==== Passage ====

In a world waiting for new aircraft, the old guard is proving its worth.
The traditional 25-year depreciation curve for aircraft has officially been rewritten. As of May 2026, we are witnessing a phenomenon I call the “Supply Chain Squeeze.” With major OEMs still struggling to clear a massive backlog of 17,000 aircraft, the “mid-life” assets—specifically the Airbus A320ceo and Boeing 737NG—are seeing their market values defy gravity.
From an engineering perspective, these aircraft are the “reliable workhorses” that operators trust while new-generation engines (LEAP and GTF) navigate ongoing durability and maintenance turnaround hurdles. In Southeast Asia, where low-cost carrier (LCC) growth is explosive, having “metal on the tarmac” is worth more than a delivery slot three years away.

====

__Assigned task__: Continue the article on the rising market value of mid-life aircraft, starting after its final sentence.

==== Supplied entries ====

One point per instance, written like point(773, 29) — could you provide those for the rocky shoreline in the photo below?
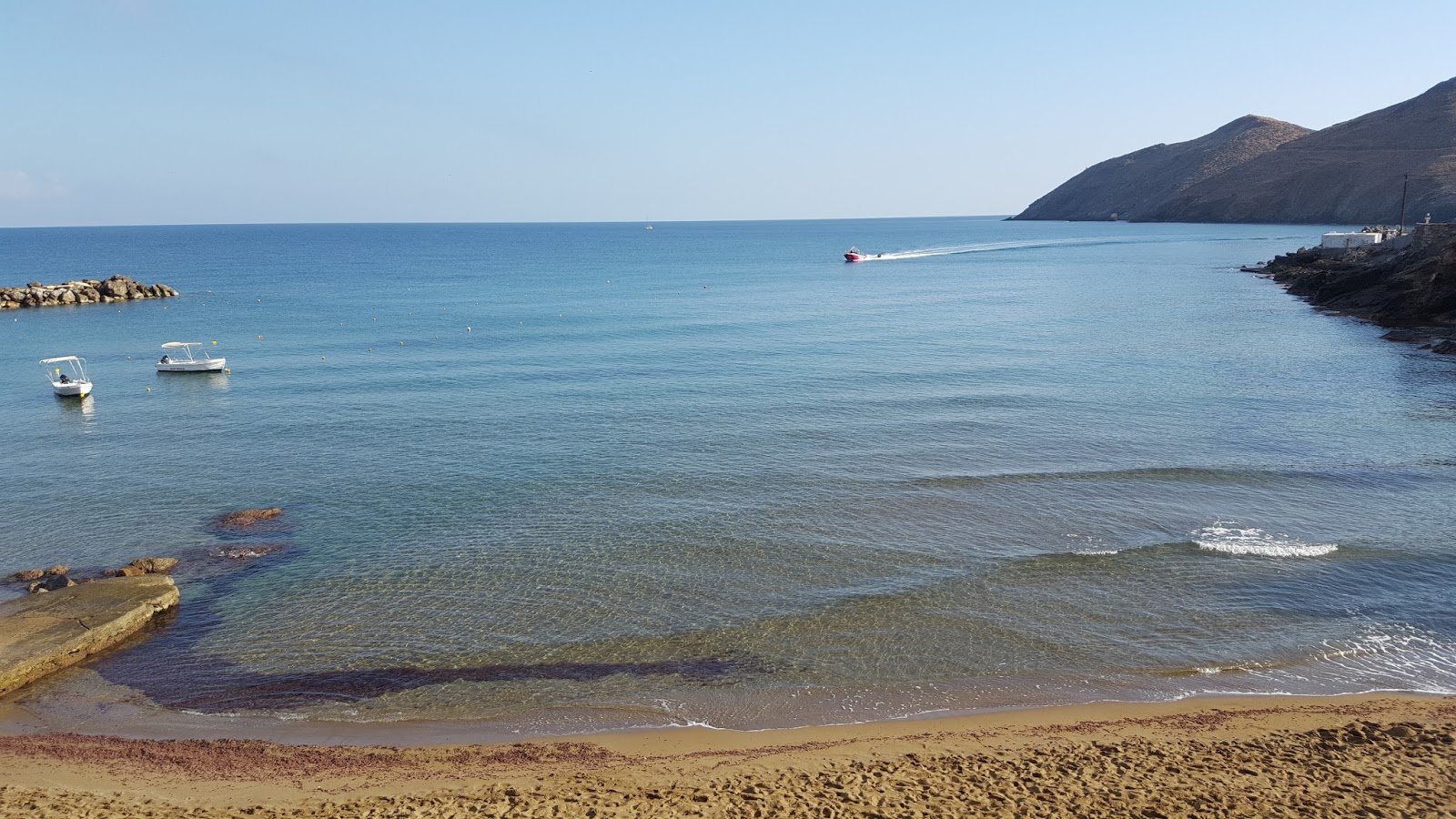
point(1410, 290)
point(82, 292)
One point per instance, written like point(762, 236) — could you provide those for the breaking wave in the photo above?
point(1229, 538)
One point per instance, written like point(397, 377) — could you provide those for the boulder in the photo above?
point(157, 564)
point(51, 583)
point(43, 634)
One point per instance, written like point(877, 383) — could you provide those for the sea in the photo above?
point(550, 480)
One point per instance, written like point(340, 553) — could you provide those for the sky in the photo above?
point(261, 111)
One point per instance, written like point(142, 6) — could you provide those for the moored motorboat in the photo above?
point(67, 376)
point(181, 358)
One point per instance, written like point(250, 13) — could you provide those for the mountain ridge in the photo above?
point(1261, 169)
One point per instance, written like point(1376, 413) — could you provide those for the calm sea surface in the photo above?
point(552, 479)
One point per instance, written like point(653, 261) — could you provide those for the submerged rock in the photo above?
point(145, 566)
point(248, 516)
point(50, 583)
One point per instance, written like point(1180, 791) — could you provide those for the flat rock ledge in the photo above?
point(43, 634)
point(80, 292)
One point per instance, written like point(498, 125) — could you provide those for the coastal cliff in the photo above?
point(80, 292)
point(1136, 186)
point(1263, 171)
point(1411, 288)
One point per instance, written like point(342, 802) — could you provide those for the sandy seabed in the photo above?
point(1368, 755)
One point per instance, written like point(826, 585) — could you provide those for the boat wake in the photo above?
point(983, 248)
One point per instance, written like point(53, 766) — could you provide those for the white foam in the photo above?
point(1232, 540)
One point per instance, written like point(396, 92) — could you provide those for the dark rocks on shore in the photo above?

====

__Written answer__:
Why this matters for your portfolio:
- Liquidity: These airframes are highly liquid in the secondary market.
- Maintenance Equity: With engine shop visit costs rising, an aircraft with “green-time” remaining is currently fetching a 20-30% premium over its 2024 baseline.
Valuer’s Verdict: Don’t rush to retire your 12-year-old narrowbodies. In today’s market, reliability is the ultimate currency.
Key Sources:
- Oliver Wyman: Global Fleet & MRO Market Forecast 2026–2036.
- IBA Revised Base Value Forecasts (Q1 2026).